:: Provided data ::

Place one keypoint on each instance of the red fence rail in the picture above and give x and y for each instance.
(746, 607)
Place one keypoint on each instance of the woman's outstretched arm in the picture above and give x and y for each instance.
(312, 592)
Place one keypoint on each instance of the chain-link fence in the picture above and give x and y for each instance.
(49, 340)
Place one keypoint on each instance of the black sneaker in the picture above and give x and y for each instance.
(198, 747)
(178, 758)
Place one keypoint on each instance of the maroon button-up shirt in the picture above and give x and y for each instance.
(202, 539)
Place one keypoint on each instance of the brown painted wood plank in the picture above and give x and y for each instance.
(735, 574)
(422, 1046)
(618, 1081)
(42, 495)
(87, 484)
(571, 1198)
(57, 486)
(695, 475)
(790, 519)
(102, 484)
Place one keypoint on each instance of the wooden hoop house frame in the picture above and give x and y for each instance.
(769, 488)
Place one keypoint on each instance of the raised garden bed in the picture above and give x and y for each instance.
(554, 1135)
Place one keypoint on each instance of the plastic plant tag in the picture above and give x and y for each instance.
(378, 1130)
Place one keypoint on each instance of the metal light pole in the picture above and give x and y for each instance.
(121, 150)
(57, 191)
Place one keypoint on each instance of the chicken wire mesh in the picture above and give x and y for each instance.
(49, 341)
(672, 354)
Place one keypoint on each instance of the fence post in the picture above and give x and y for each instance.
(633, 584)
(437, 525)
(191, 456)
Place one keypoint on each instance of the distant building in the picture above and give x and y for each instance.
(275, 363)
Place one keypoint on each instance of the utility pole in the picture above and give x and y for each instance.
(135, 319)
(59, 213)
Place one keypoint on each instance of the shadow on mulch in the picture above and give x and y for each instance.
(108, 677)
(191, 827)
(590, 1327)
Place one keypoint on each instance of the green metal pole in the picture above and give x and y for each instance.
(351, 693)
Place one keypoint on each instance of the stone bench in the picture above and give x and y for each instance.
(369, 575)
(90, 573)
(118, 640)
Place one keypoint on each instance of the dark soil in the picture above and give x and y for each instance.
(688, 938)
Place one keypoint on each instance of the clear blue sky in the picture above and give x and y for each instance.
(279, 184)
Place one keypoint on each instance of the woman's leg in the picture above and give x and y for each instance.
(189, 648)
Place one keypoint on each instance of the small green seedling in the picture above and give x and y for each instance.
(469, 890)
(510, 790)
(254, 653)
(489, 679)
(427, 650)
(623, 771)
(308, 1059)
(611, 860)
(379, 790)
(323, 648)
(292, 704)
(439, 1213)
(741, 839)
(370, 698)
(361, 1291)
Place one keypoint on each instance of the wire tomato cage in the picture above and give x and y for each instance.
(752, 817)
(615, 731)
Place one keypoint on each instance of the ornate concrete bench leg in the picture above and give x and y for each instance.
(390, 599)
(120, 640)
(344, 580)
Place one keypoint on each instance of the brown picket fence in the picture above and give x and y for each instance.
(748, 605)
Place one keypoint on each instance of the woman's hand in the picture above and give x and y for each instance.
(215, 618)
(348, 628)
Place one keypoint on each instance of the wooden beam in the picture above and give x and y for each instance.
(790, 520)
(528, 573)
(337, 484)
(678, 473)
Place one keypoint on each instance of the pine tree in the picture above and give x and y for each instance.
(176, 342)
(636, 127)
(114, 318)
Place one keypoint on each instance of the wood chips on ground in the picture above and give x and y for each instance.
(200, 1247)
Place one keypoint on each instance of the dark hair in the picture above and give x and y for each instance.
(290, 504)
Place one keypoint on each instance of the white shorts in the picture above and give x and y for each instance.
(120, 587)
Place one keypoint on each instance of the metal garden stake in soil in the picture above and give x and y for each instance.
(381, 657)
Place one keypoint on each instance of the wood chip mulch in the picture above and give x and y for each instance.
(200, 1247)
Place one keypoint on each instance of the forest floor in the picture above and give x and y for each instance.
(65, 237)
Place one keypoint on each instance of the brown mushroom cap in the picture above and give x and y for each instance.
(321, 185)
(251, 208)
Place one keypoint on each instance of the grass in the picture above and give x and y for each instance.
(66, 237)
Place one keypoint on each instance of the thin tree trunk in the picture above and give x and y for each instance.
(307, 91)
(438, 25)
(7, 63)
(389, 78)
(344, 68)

:::

**Problem to solve**
Can you render every line of the records above as a JSON list of strings, one string per line, with blank lines omitted?

**Written answer**
[
  "Place one keypoint on each instance of the red fence rail in the picture above and give x and y for each instance.",
  "(746, 607)",
  "Place one keypoint on each instance of the woman's outstretched arm in the picture above and give x and y for each instance.",
  "(312, 592)",
  "Place one keypoint on each instance of the chain-link fence in the picture above and give x and y for each instance.",
  "(49, 340)",
  "Place one keypoint on each instance of the black sneaker in the picture above and give x and y for each instance.",
  "(198, 747)",
  "(178, 758)",
  "Place one keypoint on each instance of the maroon button-up shirt in the picture above and give x and y for each instance.",
  "(202, 539)",
  "Place one keypoint on each instance of the brown painted wood plank in the picture above and give x and y for each instance.",
  "(735, 574)",
  "(422, 1046)",
  "(618, 1081)",
  "(42, 495)",
  "(87, 484)",
  "(571, 1198)",
  "(57, 486)",
  "(695, 475)",
  "(790, 519)",
  "(102, 484)",
  "Place one keypoint on each instance of the wooden hoop house frame in the picture above and give x and y for each instance.",
  "(769, 488)",
  "Place one keypoint on each instance of the raised garden bed in the picture above and give x and y for each instance.",
  "(554, 1135)",
  "Place one keypoint on each instance of the plastic plant tag in the picture above and give x and y for each instance.",
  "(378, 1130)",
  "Place one keypoint on each instance of the metal light pole in the picture above and give x and y for each instance.",
  "(121, 150)",
  "(57, 191)",
  "Place one keypoint on each instance of the chicken wire mesh in the picture above and give x and y for each instance.",
  "(49, 341)",
  "(672, 354)",
  "Place one keypoint on each instance of the fence post in the picture above and give x and y for each instance.",
  "(633, 584)",
  "(437, 525)",
  "(191, 456)",
  "Place one keypoint on each instance of the distant building in the picture above and give x and y for each instance.",
  "(275, 363)",
  "Place one keypoint on each instance of the utility pole in the picture above and give x and y for each instance.",
  "(135, 319)",
  "(59, 213)",
  "Place one keypoint on each instance of the shadow on mulch in the picture above and give x and y for each instance.",
  "(108, 677)",
  "(191, 827)",
  "(590, 1327)",
  "Place one keypoint on each instance of the green metal pole in the picture above and give x and y for each instance.",
  "(351, 693)",
  "Place one keypoint on each instance of the stone bench in the picture above and give x and y for each instance.",
  "(369, 575)",
  "(90, 573)",
  "(118, 640)",
  "Place one keypoint on each instance of the dark soil in the picture above and give x and y for each instance.",
  "(688, 938)",
  "Place one keypoint on each instance of the clear blue sky in the picture above and give x and y for each instance.",
  "(279, 184)",
  "Place one keypoint on each instance of the woman's leg in the picture above and give x and y for each instance.",
  "(189, 648)",
  "Place one keypoint on each instance of the small green seedling in the picture above and give x and y for each instance.",
  "(469, 890)",
  "(510, 790)",
  "(254, 653)",
  "(489, 679)",
  "(427, 650)",
  "(623, 771)",
  "(308, 1059)",
  "(611, 860)",
  "(379, 790)",
  "(323, 648)",
  "(292, 704)",
  "(439, 1213)",
  "(741, 839)",
  "(370, 698)",
  "(361, 1291)",
  "Place one keypoint on each instance of the wire tomato cage in the picture above and give x and y for each instance.",
  "(752, 817)",
  "(615, 731)",
  "Place one keypoint on each instance of the ornate concrete bench leg in the picture above and give x and y for each instance.",
  "(390, 599)",
  "(120, 640)",
  "(344, 580)",
  "Place one keypoint on each instance of the brown picket fence in the picture above and give x and y for each instance.",
  "(748, 605)",
  "Place one keypoint on each instance of the woman's hand in the picture above and give x and y for each instance.",
  "(215, 618)",
  "(348, 628)",
  "Place one keypoint on each instance of the wooden beam in the picture above and give x and y for each instance.",
  "(790, 520)",
  "(528, 573)",
  "(337, 484)",
  "(678, 473)",
  "Place one keypoint on each instance of the pine tree in the picture above and give x and y for each instance.",
  "(176, 342)",
  "(636, 127)",
  "(114, 318)",
  "Place one keypoint on each instance of the wood chips on ground in the picture above and give x and y for each instance.",
  "(200, 1247)",
  "Place one keypoint on each instance of the dark hair in the picture above and give x and y for each instance.",
  "(290, 504)",
  "Place one keypoint on each instance of the white shorts in the picture above and give x and y for each instance.",
  "(120, 587)",
  "Place one keypoint on each instance of the metal garden stake in soil in the picture above and give x and y for each instance.",
  "(381, 657)",
  "Place one keypoint on each instance of the wood chip mulch in the picture above and give x and y for each instance.",
  "(200, 1247)",
  "Place one keypoint on each instance of the forest floor in the picture above and give x and y for each instance.",
  "(65, 237)",
  "Place one keypoint on each instance of the brown mushroom cap in the picture above and give x and y for each instance.",
  "(321, 185)",
  "(251, 208)",
  "Place one keypoint on each instance of the grass in the picture above and give x and y for each instance.",
  "(66, 237)",
  "Place one keypoint on each instance of the thin tree trunk in the picture above and give x and y for each instance.",
  "(307, 91)",
  "(438, 25)",
  "(7, 63)",
  "(389, 78)",
  "(344, 68)"
]